__EXERCISE PROMPT__
Please reproduce the material word for word, starting at the line that contains "instance: [(760, 41)]" and continuing through the end of the material.

[Collection entries]
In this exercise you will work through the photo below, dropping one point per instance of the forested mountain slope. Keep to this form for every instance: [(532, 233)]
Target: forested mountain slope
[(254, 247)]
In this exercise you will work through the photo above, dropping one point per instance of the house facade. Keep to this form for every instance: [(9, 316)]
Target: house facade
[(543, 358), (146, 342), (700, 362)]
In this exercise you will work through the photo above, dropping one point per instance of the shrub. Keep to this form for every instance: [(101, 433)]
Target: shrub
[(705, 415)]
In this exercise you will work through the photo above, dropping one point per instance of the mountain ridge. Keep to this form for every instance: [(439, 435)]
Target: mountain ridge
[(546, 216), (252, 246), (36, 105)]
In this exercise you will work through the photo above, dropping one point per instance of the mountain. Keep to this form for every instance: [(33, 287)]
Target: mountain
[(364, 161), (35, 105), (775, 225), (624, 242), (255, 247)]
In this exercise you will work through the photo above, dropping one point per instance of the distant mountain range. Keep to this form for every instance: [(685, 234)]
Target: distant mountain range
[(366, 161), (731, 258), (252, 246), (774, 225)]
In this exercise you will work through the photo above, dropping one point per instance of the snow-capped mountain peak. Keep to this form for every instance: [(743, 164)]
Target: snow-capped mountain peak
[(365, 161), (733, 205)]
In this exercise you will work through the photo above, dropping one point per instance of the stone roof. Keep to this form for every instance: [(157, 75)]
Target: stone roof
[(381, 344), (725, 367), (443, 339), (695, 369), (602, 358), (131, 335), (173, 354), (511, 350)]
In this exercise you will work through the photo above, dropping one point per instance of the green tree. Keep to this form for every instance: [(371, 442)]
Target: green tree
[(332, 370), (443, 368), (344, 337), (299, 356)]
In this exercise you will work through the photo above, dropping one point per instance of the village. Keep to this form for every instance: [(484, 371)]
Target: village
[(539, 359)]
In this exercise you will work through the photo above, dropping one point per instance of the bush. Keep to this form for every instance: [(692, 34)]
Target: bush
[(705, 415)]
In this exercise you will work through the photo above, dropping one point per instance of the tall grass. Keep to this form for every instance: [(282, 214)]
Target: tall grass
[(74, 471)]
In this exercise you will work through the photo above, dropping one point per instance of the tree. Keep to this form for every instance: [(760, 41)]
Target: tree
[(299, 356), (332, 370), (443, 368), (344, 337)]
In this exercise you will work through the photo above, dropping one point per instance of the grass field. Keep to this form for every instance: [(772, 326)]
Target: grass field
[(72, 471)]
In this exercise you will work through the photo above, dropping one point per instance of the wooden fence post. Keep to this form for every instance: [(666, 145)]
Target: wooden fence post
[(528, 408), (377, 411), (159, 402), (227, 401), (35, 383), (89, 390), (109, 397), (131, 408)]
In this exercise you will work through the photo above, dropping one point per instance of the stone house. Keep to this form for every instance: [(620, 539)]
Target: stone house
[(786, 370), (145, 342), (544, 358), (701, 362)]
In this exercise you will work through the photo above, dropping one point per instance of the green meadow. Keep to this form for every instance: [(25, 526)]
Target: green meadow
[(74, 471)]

__COMPLETE OUTPUT__
In this exercise you will work through the photo above, dropping one point per instance of the tree. Keep to this form for every instance: [(760, 41)]
Target: tree
[(299, 356), (332, 370), (443, 368), (344, 337)]
In this exercise you will work through the photo above, dropping one point per instance of the grass field. Keep to this form for every instance: [(772, 326)]
Target: grass field
[(72, 471)]
In this exercise you will work through the photo above, dropping one point per instance of the wooden fence post. Keep to this form for every instance: [(666, 145)]
Target: wooden fence post
[(528, 408), (377, 411), (159, 402), (227, 401), (35, 383), (89, 390), (109, 397), (131, 408)]
In this exercise you will work through the photo above, dropping one point per instance of the stone house. Keep to this form for every instance: [(620, 539)]
Target: stone house
[(786, 370), (145, 342), (544, 358), (701, 362)]
In this exercise you will work through the photo above, dropping one point per instance of the green meadow. Keep to this form for every instance: [(25, 526)]
Target: green meadow
[(74, 471)]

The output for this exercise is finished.